Pick up the kernel mailing-list reply about moving the processor compatibility check into kvm_x86_ops and write what follows its last line.

* _SOURCE_
_ _ _ _ _
From: Isaku Yamahata @ 2022-12-05 21:04 UTC (permalink / raw)
  To: Sean Christopherson
  Cc: Paolo Bonzini, Marc Zyngier, Huacai Chen, Aleksandar Markovic,
	Anup Patel, Paul Walmsley, Palmer Dabbelt, Albert Ou,
	Christian Borntraeger, Janosch Frank, Claudio Imbrenda,
	Matthew Rosato, Eric Farman, Vitaly Kuznetsov, David Woodhouse,
	Paul Durrant, James Morse, Alexandru Elisei, Suzuki K Poulose,
	Oliver Upton, Atish Patra, David Hildenbrand, kvm,
	linux-arm-kernel, kvmarm, kvmarm, linux-mips, linuxppc-dev,
	kvm-riscv, linux-riscv, linux-s390, linux-kernel, Yuan Yao,
	Cornelia Huck, Isaku Yamahata, Philippe Mathieu-Daudé,
	Fabiano Rosas, Michael Ellerman, Kai Huang, Chao Gao,
	Thomas Gleixner, isaku.yamahata

On Wed, Nov 30, 2022 at 11:09:23PM +0000,
Sean Christopherson <seanjc@google.com> wrote:

> Move the .check_processor_compatibility() callback from kvm_x86_init_ops
> to kvm_x86_ops to allow a future patch to do compatibility checks during
> CPU hotplug.
> 
> Do kvm_ops_update() before compat checks so that static_call() can be
> used during compat checks.
> 
> Signed-off-by: Sean Christopherson <seanjc@google.com>
> ---
>  arch/x86/include/asm/kvm-x86-ops.h |  1 +
>  arch/x86/include/asm/kvm_host.h    |  3 ++-
>  arch/x86/kvm/svm/svm.c             |  5 +++--
>  arch/x86/kvm/vmx/vmx.c             | 16 +++++++--------
>  arch/x86/kvm/x86.c                 | 31 +++++++++++-------------------
>  5 files changed, 25 insertions(+), 31 deletions(-)
_ _ _ _ _
* _INFORMATION SUPPLIED_
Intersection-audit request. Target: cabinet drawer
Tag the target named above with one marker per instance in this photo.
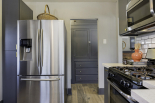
_ _ _ _ _
* _RESULT OF THE TASK_
> 
> diff --git a/arch/x86/include/asm/kvm-x86-ops.h b/arch/x86/include/asm/kvm-x86-ops.h
> index abccd51dcfca..dba2909e5ae2 100644
> --- a/arch/x86/include/asm/kvm-x86-ops.h
> +++ b/arch/x86/include/asm/kvm-x86-ops.h
> @@ -14,6 +14,7 @@ BUILD_BUG_ON(1)
>   * to make a definition optional, but in this case the default will
>   * be __static_call_return0.
>   */
> +KVM_X86_OP(check_processor_compatibility)
>  KVM_X86_OP(hardware_enable)
>  KVM_X86_OP(hardware_disable)
>  KVM_X86_OP(hardware_unsetup)
> diff --git a/arch/x86/include/asm/kvm_host.h b/arch/x86/include/asm/kvm_host.h
> index d79aedf70908..ba74fea6850b 100644
> --- a/arch/x86/include/asm/kvm_host.h
> +++ b/arch/x86/include/asm/kvm_host.h
> @@ -1518,6 +1518,8 @@ static inline u16 kvm_lapic_irq_dest_mode(bool dest_mode_logical)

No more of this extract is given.